§ **COSA PRODURRE**: Restituisci alla lettera il brano del testo sul diritto di nomina di amministratori e sindaci che va da "168. Diritto di" a "di cui all'art.", estremi compresi.

§ **TESTO FORNITO**:
168. Diritto di nomina di amministratori e sindaci da parte degli strumenti finanziari partecipativi (art. 2346, comma 6, e 2351, comma 5, c.c.)
Qualora agli strumenti finanziari partecipativi di cui all'art.
2346, comma 6, c.c., sia attribuito il diritto di nominare «un
componente indipendente del consiglio di amministrazione o del
consiglio di sorveglianza o [...] un sindaco», ai sensi dell'art.
2351, comma 5, c.c., lo statuto (o il regolamento allegato allo
statuto) può liberamente disciplinare le modalità con cui tale
diritto può essere esercitato, fermo restando il divieto di
attribuire agli strumenti finanziari partecipativi il diritto di
voto «nell'assemblea generale degli azionisti». È pertanto
possibile, ad esempio, che la decisione o la deliberazione degli
strumenti finanziari partecipativi dia luogo a una nomina
immediatamente efficace oppure che abbia ad oggetto una nomina i
cui effetti si producono contestualmente alla deliberazione
assembleare di nomina dei restanti membri del nuovo
organo.

§ **SEZIONE DATI**:

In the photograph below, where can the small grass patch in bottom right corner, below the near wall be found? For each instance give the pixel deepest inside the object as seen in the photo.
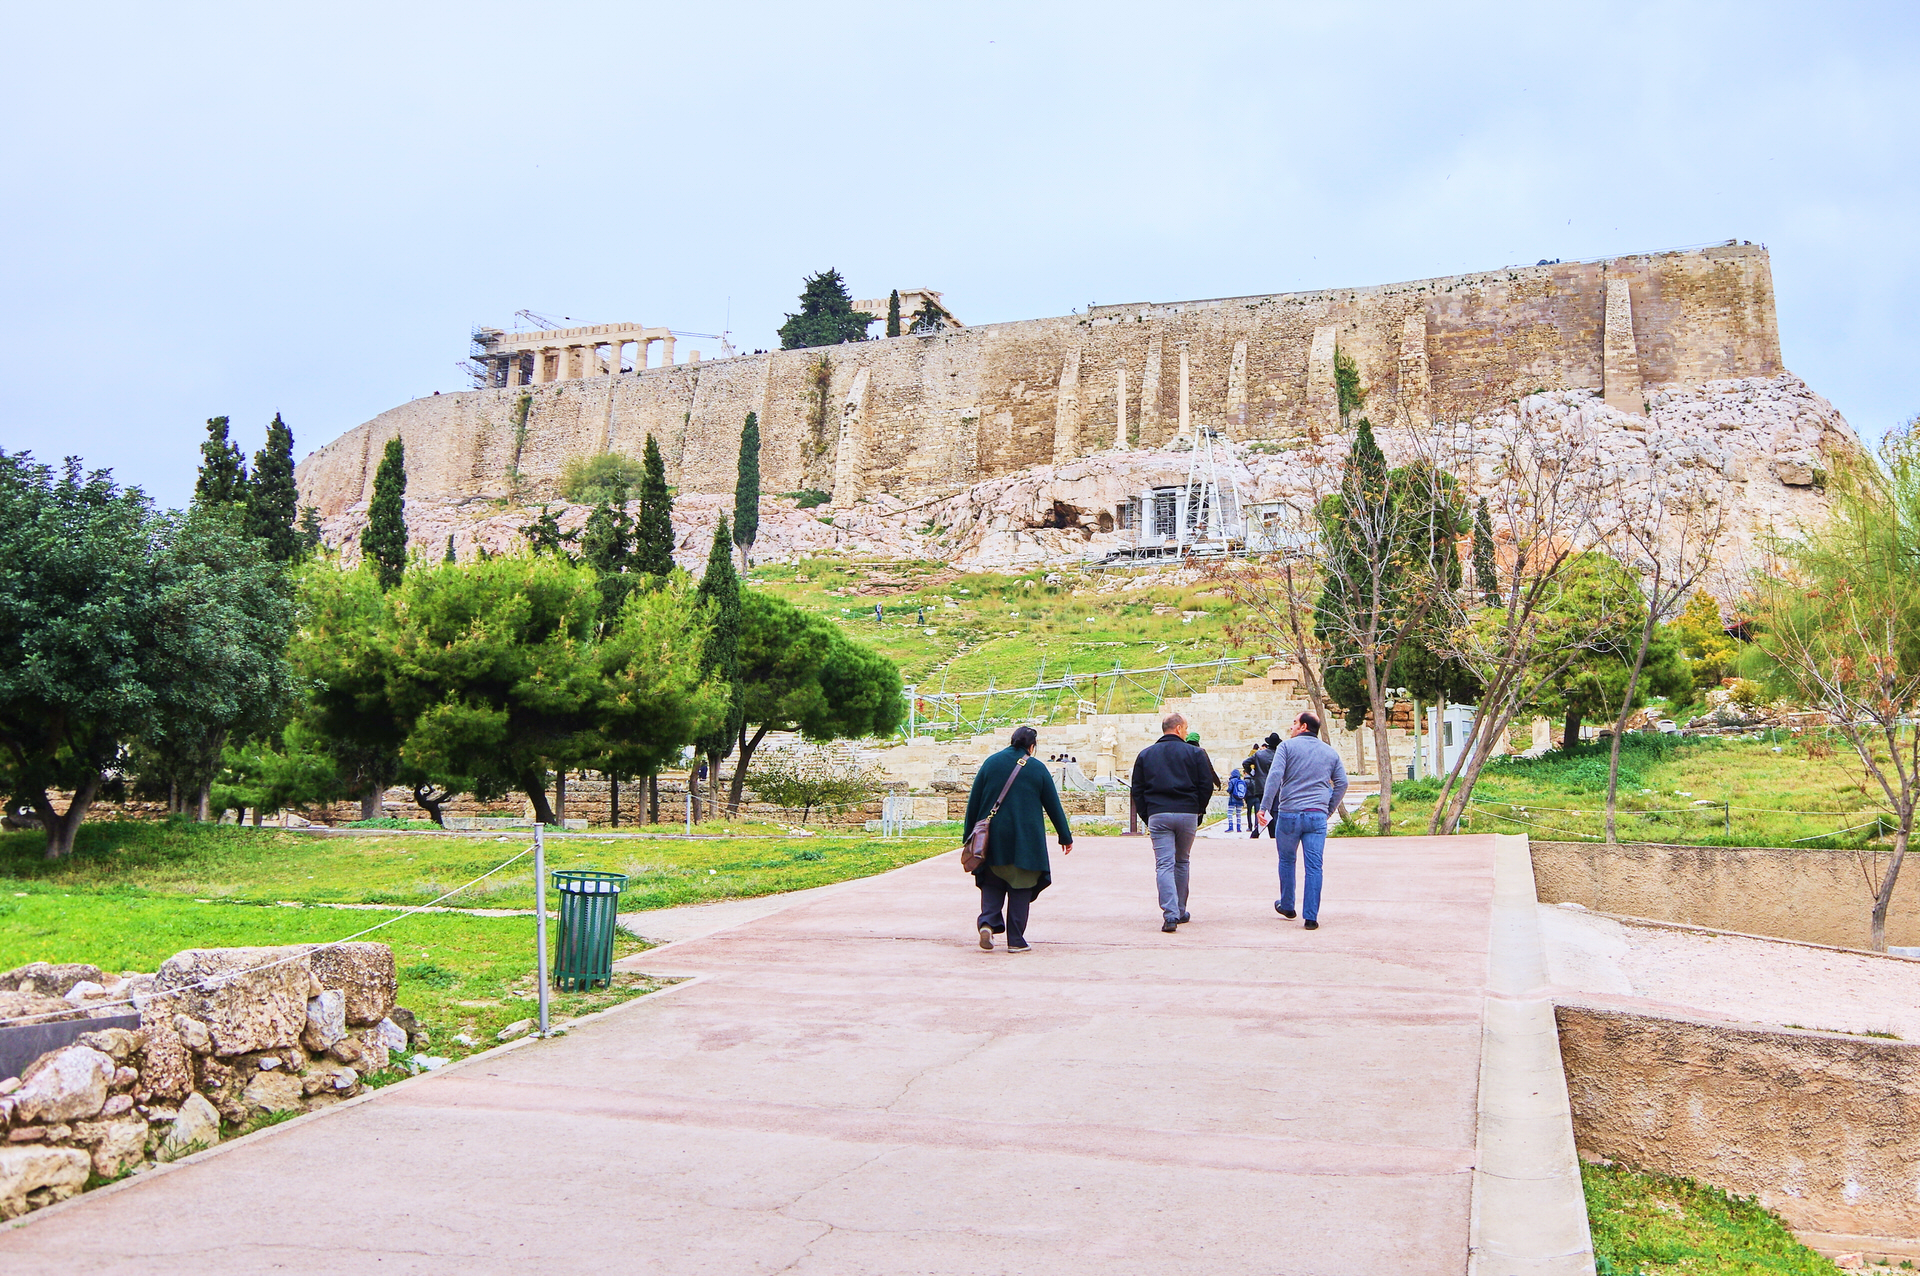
(1652, 1225)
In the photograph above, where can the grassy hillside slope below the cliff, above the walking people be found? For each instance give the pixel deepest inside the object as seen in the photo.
(1003, 626)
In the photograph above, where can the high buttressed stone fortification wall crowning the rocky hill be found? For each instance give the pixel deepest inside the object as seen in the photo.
(928, 415)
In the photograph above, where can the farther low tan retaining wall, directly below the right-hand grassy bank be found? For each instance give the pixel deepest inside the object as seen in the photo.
(1817, 897)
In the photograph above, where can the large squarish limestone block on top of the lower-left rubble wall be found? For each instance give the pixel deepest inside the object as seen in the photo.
(249, 999)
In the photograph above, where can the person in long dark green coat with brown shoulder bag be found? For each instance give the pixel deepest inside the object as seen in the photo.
(1017, 866)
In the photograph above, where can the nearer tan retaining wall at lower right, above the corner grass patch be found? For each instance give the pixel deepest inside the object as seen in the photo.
(1823, 1129)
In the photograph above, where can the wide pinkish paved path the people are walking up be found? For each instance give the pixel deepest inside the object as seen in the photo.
(853, 1087)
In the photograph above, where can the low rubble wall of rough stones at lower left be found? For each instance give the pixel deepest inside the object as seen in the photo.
(224, 1035)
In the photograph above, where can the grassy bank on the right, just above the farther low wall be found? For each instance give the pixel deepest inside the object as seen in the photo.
(1671, 792)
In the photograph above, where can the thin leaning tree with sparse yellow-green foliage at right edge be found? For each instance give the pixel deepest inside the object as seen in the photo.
(1840, 613)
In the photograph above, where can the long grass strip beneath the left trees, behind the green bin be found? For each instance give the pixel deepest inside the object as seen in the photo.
(268, 866)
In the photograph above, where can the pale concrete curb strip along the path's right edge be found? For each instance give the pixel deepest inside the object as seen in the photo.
(1529, 1210)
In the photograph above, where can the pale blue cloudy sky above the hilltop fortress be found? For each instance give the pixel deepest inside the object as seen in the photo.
(304, 210)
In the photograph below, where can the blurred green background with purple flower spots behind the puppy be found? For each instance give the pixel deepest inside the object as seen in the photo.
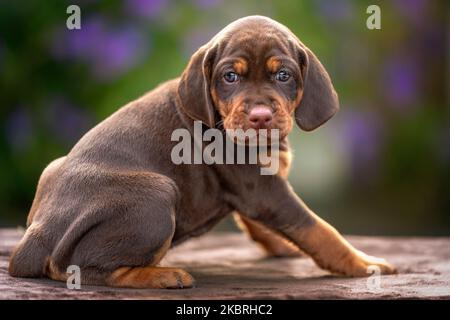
(381, 166)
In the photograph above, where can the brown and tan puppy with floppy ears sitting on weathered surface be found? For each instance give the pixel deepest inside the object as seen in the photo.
(116, 203)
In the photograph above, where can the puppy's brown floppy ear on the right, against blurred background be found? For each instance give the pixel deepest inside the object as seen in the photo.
(319, 101)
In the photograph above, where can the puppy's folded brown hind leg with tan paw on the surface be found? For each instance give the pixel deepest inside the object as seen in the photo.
(124, 246)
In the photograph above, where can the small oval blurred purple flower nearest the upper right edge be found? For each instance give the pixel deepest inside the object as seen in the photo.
(400, 81)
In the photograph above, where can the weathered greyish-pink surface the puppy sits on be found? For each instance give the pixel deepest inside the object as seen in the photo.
(229, 266)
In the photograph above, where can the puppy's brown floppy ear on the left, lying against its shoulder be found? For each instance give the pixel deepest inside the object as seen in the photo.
(194, 87)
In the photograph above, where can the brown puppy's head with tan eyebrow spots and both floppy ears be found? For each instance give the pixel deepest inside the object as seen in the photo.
(255, 73)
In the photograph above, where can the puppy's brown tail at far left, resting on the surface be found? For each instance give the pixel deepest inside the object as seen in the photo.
(29, 259)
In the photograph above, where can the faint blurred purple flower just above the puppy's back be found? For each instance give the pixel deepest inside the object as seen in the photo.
(67, 121)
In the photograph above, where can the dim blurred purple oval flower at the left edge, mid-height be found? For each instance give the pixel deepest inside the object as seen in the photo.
(18, 129)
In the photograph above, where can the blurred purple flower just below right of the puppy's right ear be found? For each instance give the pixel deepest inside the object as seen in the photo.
(363, 137)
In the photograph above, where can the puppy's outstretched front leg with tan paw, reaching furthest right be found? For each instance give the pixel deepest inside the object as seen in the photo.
(287, 214)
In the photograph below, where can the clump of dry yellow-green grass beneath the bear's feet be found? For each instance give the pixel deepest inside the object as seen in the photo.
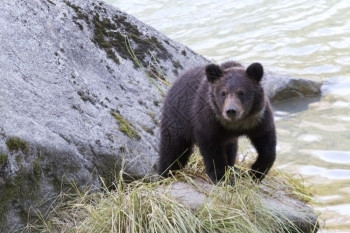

§ **RISPOSTA AL PROBLEMA**:
168. Diritto di nomina di amministratori e sindaci da parte degli strumenti finanziari partecipativi (art. 2346, comma 6, e 2351, comma 5, c.c.)
Qualora agli strumenti finanziari partecipativi di cui all'art.